#### WHAT THE TASK ASKS
Convert every line of the data below into a JSON list of strings, one string per line, leaving out blank lines.

[begin PROVIDED RECORDS]

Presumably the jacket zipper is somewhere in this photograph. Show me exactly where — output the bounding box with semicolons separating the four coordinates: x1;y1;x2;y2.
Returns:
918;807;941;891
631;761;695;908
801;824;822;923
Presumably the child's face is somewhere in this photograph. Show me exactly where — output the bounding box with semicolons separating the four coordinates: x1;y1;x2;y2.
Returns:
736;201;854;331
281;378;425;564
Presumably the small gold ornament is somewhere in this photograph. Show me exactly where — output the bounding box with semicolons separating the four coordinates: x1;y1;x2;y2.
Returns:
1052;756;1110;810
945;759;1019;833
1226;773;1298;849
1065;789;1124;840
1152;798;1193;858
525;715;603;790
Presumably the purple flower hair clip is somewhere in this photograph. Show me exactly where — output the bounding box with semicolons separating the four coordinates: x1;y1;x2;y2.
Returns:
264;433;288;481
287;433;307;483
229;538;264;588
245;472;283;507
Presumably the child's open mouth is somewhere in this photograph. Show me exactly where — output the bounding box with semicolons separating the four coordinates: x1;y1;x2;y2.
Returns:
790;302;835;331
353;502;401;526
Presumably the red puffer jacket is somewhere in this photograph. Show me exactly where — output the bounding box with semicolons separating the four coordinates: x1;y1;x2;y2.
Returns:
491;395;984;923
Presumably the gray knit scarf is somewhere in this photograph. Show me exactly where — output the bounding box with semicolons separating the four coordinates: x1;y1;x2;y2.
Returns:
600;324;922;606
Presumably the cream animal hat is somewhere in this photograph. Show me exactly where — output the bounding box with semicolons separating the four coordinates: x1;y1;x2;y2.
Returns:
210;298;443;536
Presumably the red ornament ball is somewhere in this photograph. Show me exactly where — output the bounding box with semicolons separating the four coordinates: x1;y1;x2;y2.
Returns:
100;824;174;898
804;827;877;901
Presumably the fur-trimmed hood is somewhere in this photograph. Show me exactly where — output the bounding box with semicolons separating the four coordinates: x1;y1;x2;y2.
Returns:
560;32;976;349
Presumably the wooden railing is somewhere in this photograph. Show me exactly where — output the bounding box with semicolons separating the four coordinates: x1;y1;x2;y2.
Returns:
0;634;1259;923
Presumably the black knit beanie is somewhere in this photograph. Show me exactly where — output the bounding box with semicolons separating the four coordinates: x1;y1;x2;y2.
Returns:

[end PROVIDED RECORDS]

#### WRITTEN RESPONSE
[
  "Presumably the jacket zipper is somewhere in this photograph. Show me exactly where — output the bounding box with semicolons separating the four coordinates: x1;y1;x2;y2.",
  "Returns:",
  "918;807;941;891",
  "631;761;695;908",
  "801;824;822;923",
  "Presumably the child's face is somewhere in this photograph. Show me exactly where — output the bounding box with semicolons separating the four coordinates: x1;y1;x2;y2.",
  "Returns:",
  "736;201;854;331",
  "281;378;425;564",
  "Presumably the small gold ornament is somewhere in this photograph. Show me exactly where — output the bounding box with semicolons separating the four coordinates: x1;y1;x2;y2.",
  "Returns:",
  "1052;756;1110;810",
  "945;759;1019;833",
  "1226;773;1298;849",
  "1065;789;1124;840",
  "1152;798;1193;858",
  "525;715;603;790",
  "Presumably the purple flower hair clip is somewhere in this photograph. Show me exactly where — output the bounding box with semicolons separating the four coordinates: x1;y1;x2;y2.",
  "Returns:",
  "264;433;288;481",
  "287;433;307;483",
  "229;538;264;588",
  "245;472;283;507",
  "Presumably the child's open mouth is somewhere in this photograph. Show me exactly where — output the bounding box with semicolons separating the four coordinates: x1;y1;x2;y2.",
  "Returns:",
  "790;302;835;331",
  "353;502;401;526",
  "Presumably the red puffer jacket is somewhere in this photograph. Show me exactly where — output the bounding box with semicolons separating the four coordinates: x1;y1;x2;y2.",
  "Returns:",
  "491;395;984;923",
  "Presumably the gray knit scarf is somewhere in this photograph. Show me exactly where — output the bounding box with semicolons separating the four coordinates: x1;y1;x2;y2.",
  "Returns:",
  "600;324;922;606",
  "Presumably the cream animal hat is somewhere in this photograph. Show me exactly where — output the bounding box with semicolons separating the four coordinates: x1;y1;x2;y2.",
  "Returns:",
  "210;298;443;536",
  "Presumably the red ornament ball is somewhere in this photograph. Show me exactly where — output the bounding box with semicolons separating the four coordinates: x1;y1;x2;y2.",
  "Returns:",
  "100;824;174;898",
  "804;827;877;901",
  "Presumably the fur-trimmed hood is somewhere in this photograph. Show me exactly where — output the bounding box with semicolons separating the four coordinates: x1;y1;x2;y2.",
  "Returns:",
  "560;32;976;349",
  "Presumably the wooden railing is somewhere in this photograph. Show me exactly where — output the bounding box with semicolons separating the four coordinates: x1;y1;x2;y2.",
  "Returns:",
  "0;634;1259;923",
  "Presumably the black knit beanie is somewhere in this photograph. Show me exactly where — output the bounding box with semicolons separating the four coordinates: x1;y1;x2;y2.",
  "Returns:"
]